▶ [Source document]:
"It's something of a puzzle, this electoral politics thing."
October 28, 2014 10:44 AM   Subscribe

The Persuadables
How strategists see the 2014 Senate battlefield, state by state, featuring exclusive voter data.
posted by davidstandaford (3 comments total) 9 users marked this as a favorite
 
The majority of voters, often well more than 80 percent in the states we examined, had highly predictable partisan loyalties. In these cases, the question is never how an individual will vote, but if he or she will. The work of converting non-voters into voters is known as mobilization or GOTV, for “get out the vote,” in which the challenge is not changing minds of active citizens, but modifying the behavior of unreliable ones.

Judging anecdotally from what's been happening at the polls in Tennessee in early voting, "modifying the behavior of unreliable ones" -- or unmotivated ones -- means doing everything possible to make them stay home and not go to the polls at all, or if they do go, to make it as difficult to vote as possible. This anti-mobilization tactic isn't addressed in this otherwise very well-done article at all.

▶ [Supplied material]:
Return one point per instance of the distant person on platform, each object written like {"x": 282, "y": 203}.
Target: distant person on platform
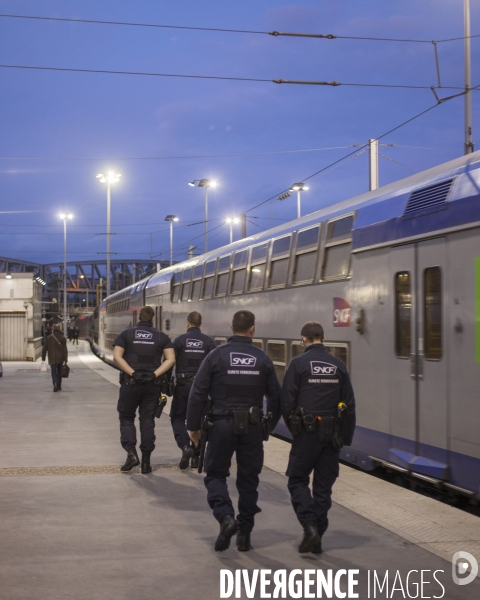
{"x": 56, "y": 347}
{"x": 139, "y": 352}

▶ [Exercise instructions]:
a) What names does the voter persuasion post give for the work of converting non-voters into voters?
b) In the voter persuasion post, which state's early voting is cited?
c) Carry on writing the voter persuasion post from its last sentence.
The lines above are separate material, unrelated to the voter persuasion post.

▶ [Answers for this exercise]:
a) mobilization; GOTV; get out the vote

b) Tennessee

c)
posted by blucevalo at 11:57 AM on October 28, 2014 [2 favorites]


Perhaps someday the predictive models will be so sophisticated, and the campaign strategies so routinized, that we'll be able to do away with this meddlesome business of actually voting. They can just map out the half-dozen or so political issues that define voter constituencies, apply the models, and choose the victor based on the results. No more gaffes! No more attack ads! No more voter suppression tactics!
posted by twirlip at 12:55 PM on October 28, 2014 [1 favorite]


Twirlip, you might be interested in reading the short story "Franchise," by Isaac Asimov, because that's the basic premise of it.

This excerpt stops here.